--- start of EXERCISE INPUT ---

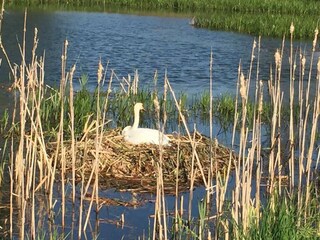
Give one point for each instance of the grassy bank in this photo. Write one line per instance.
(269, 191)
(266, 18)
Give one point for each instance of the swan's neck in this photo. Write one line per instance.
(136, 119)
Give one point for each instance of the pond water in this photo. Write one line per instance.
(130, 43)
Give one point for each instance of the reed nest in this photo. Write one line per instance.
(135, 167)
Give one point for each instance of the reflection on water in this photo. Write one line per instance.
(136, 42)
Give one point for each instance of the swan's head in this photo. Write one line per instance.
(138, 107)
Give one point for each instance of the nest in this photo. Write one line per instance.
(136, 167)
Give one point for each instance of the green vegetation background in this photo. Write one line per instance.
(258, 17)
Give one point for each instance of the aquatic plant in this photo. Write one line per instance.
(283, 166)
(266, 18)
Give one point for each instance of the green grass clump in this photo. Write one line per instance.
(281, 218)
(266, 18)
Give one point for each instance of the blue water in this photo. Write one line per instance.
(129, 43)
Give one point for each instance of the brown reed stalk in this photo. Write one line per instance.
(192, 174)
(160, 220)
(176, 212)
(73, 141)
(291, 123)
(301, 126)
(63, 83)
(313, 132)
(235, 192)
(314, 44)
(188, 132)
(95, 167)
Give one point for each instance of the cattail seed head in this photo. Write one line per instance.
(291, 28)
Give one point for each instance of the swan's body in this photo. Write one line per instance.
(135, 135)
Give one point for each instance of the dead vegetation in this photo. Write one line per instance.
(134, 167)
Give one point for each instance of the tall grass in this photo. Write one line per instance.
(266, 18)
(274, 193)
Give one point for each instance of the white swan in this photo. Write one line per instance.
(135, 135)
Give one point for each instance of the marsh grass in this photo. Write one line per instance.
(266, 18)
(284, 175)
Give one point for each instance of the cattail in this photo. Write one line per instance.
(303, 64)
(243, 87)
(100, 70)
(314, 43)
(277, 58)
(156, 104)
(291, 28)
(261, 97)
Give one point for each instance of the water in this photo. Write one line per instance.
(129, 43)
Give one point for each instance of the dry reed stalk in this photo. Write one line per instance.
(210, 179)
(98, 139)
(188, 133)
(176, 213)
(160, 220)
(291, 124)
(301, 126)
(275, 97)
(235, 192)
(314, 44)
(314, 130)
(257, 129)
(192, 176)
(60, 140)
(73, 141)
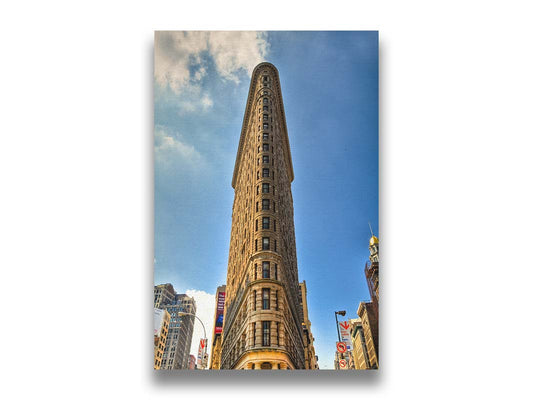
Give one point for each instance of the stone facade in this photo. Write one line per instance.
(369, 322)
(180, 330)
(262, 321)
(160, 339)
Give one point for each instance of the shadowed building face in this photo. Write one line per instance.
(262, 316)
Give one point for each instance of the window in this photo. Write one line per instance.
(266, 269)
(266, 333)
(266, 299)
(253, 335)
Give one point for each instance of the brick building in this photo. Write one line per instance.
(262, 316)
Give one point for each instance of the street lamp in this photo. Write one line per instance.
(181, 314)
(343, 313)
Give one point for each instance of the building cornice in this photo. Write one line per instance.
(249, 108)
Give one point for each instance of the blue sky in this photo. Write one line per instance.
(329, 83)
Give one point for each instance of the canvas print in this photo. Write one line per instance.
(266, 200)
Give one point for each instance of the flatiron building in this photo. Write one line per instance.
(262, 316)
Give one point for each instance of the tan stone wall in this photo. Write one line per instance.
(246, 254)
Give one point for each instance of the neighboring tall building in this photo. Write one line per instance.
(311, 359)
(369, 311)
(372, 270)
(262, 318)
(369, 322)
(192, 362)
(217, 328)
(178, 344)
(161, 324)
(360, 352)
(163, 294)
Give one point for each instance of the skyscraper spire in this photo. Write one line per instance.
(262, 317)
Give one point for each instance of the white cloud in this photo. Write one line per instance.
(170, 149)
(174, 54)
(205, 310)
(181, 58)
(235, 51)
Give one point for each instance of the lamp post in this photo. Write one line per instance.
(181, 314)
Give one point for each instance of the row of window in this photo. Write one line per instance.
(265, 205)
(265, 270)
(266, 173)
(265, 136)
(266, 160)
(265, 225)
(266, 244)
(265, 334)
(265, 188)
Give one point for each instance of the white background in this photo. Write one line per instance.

--- end of EXERCISE INPUT ---

DIRECTIONS FOR THIS TASK: Write out, as a numbered list with blank lines omitted, every line from the one containing "Give one point for each instance of the canvas" through the end of the records, both ends included.

RESULT OF THIS TASK:
1. Give one point for each instance of the canvas print in this photo. Write one line per instance.
2. (266, 200)
3. Give one point for each instance of the flatiron building in this photo. Write one line per instance.
4. (262, 316)
5. Give one point for each instance of the tan stone wall in this photo. Write one line per instance.
6. (246, 254)
7. Give one point for each instance of the neighboring tall building in this photo. Write one line per instance.
8. (311, 359)
9. (369, 311)
10. (372, 270)
11. (262, 318)
12. (369, 322)
13. (192, 362)
14. (217, 328)
15. (178, 344)
16. (161, 324)
17. (360, 352)
18. (163, 294)
19. Give one point for each instance of the skyscraper spire in this photo. Write one line per instance.
20. (262, 317)
21. Give one point for each instance of the white cloud in this photo. Write one line per instance.
22. (170, 149)
23. (174, 54)
24. (205, 310)
25. (181, 58)
26. (235, 51)
27. Give one point for each instance of the lamp post in this photo. Write one line per instance.
28. (181, 314)
29. Give one point for each instance of the row of window in this photo. Write one line per instance.
30. (265, 205)
31. (265, 270)
32. (266, 173)
33. (265, 136)
34. (266, 160)
35. (265, 225)
36. (266, 244)
37. (265, 334)
38. (265, 188)
39. Give one point for each instance of the white background in this photo. Write one line per instance.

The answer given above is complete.